### Problem to solve
Give as output the line that contains "the woman's neck", followed by every remaining line of the entries, unchanged and with nothing added.

── Supplied data ──

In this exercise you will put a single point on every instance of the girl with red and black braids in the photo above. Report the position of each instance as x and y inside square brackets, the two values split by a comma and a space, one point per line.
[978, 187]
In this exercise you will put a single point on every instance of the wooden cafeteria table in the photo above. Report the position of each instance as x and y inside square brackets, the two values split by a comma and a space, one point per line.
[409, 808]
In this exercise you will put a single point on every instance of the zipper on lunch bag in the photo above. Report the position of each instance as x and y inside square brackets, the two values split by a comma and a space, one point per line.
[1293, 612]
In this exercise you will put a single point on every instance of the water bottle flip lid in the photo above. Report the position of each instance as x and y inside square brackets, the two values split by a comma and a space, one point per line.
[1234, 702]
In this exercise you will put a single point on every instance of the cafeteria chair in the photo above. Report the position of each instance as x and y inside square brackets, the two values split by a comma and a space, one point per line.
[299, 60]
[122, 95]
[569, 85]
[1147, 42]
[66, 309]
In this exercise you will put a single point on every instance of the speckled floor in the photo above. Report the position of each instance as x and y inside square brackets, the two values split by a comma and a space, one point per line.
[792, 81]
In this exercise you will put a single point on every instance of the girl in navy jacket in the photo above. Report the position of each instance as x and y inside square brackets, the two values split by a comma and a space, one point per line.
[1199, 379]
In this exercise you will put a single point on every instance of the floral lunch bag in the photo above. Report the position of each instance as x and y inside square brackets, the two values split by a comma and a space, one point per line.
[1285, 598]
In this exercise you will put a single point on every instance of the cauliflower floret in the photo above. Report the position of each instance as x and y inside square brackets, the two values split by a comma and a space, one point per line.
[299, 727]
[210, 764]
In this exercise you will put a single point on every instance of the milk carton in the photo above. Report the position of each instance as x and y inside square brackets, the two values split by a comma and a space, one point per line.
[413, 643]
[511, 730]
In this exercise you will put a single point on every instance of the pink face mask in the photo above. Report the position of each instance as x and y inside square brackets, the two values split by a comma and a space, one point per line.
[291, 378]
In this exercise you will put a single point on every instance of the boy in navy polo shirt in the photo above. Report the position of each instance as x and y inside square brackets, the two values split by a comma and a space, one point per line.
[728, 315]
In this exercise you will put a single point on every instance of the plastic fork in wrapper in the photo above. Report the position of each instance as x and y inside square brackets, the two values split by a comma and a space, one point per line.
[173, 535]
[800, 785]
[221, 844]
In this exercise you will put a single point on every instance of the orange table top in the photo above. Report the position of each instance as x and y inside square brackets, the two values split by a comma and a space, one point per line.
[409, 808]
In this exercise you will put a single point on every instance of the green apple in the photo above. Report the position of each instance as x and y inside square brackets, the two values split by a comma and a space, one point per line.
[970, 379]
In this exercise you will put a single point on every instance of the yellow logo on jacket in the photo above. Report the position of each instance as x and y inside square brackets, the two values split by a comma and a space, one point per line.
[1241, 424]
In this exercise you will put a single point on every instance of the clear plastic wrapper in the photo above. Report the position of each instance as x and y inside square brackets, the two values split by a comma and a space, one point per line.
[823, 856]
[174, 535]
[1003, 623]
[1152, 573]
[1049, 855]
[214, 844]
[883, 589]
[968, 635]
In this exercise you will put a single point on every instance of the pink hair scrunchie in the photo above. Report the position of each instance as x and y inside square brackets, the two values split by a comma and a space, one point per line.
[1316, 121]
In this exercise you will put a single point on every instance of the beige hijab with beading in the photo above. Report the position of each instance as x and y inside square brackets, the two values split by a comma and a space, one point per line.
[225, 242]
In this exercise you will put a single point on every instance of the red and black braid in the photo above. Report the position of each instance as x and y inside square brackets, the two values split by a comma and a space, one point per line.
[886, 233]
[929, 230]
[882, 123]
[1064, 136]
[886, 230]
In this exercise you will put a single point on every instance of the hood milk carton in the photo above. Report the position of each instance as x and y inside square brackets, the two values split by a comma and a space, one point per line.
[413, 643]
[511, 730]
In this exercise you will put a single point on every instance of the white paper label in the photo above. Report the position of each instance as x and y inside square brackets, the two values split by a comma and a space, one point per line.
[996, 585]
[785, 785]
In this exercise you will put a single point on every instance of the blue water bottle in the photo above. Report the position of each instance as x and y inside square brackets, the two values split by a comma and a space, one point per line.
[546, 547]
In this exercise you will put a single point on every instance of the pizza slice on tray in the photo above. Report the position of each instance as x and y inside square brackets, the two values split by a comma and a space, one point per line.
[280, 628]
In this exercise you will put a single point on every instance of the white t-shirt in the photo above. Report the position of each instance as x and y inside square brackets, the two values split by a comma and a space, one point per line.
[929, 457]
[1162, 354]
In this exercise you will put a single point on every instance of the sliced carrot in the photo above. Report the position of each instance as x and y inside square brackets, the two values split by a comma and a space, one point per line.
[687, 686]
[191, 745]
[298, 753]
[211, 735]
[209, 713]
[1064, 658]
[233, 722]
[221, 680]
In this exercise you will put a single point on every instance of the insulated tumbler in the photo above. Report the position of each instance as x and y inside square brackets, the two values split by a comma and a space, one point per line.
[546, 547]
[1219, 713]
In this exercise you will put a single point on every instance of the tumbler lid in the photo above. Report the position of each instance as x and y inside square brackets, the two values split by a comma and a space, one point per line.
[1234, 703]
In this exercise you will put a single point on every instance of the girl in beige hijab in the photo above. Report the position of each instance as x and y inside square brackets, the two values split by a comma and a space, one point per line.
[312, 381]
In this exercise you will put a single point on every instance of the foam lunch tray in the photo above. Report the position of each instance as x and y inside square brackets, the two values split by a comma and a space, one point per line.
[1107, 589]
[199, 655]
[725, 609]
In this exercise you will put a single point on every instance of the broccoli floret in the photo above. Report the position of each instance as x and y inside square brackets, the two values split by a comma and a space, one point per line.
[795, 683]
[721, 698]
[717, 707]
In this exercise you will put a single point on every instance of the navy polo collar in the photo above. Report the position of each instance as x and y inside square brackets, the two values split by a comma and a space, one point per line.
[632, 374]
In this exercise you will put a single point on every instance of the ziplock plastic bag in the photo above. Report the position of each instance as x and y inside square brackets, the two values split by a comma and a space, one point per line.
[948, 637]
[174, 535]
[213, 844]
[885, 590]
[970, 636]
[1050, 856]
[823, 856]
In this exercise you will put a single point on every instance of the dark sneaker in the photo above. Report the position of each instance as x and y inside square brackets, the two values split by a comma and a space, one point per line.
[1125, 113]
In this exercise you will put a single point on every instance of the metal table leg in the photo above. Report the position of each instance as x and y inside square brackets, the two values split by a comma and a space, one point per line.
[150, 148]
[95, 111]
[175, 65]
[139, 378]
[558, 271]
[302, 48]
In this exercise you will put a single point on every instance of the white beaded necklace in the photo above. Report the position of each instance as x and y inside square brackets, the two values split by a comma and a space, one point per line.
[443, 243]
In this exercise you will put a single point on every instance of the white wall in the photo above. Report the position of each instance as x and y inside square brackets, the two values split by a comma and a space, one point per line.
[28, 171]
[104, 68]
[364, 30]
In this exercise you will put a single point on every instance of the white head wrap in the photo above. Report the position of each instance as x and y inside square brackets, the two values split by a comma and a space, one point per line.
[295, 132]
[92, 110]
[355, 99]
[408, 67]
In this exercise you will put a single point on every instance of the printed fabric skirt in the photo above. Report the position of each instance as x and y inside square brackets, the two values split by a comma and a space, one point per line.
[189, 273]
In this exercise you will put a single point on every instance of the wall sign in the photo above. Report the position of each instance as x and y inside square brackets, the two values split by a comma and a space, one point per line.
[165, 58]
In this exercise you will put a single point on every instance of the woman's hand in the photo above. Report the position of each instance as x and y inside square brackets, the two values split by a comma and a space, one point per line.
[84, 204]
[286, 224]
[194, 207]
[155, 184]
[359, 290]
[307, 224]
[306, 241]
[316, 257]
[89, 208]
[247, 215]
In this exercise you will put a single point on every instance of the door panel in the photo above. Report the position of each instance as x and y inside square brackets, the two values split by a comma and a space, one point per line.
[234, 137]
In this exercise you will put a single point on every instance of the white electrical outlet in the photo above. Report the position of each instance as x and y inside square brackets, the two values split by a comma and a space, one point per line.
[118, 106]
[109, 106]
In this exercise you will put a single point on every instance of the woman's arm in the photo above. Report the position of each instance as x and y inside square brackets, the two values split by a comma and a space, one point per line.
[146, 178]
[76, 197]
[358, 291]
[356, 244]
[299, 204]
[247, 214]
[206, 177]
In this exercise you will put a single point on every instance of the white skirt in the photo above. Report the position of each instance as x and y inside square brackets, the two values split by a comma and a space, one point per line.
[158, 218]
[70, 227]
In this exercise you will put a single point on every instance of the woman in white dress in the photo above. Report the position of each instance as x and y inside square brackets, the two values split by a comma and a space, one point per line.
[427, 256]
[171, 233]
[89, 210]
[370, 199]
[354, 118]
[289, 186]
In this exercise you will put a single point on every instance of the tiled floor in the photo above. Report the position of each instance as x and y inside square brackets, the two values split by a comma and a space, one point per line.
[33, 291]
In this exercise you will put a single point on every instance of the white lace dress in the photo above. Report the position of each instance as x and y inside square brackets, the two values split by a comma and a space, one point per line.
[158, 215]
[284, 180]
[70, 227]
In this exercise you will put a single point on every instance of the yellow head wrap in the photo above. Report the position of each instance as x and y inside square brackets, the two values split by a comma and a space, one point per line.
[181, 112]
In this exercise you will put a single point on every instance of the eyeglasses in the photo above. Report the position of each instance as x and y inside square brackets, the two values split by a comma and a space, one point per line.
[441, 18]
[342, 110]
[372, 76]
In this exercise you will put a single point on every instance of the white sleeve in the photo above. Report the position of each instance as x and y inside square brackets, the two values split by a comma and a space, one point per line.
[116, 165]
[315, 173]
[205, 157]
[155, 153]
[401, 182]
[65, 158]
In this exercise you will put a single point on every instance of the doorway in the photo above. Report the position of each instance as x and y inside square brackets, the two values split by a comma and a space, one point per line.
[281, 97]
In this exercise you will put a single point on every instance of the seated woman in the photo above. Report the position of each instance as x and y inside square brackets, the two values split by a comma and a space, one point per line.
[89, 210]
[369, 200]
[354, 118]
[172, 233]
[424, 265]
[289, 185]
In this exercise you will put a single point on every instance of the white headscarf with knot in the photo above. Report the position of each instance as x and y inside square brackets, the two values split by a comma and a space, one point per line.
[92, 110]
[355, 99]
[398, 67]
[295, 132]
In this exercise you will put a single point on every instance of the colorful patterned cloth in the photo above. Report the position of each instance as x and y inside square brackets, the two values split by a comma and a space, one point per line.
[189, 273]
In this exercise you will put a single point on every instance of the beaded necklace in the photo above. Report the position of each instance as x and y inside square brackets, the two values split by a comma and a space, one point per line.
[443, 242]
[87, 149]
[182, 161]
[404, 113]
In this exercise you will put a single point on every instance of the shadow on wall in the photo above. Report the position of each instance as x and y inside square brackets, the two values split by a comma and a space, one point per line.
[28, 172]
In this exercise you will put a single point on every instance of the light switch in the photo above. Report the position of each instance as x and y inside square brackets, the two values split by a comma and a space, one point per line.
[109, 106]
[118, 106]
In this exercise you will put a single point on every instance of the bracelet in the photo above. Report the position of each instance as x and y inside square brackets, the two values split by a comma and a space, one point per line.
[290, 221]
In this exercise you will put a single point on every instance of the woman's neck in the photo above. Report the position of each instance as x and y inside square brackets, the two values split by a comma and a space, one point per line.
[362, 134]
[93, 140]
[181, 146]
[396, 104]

───

### Answer to this problem
In this exercise you will put a single point on every instance of the woman's neck in the photo above. Report the position of each instance as x and y inside square brackets, the two values split by a comma and a space, one point per line.
[362, 134]
[93, 140]
[181, 146]
[396, 104]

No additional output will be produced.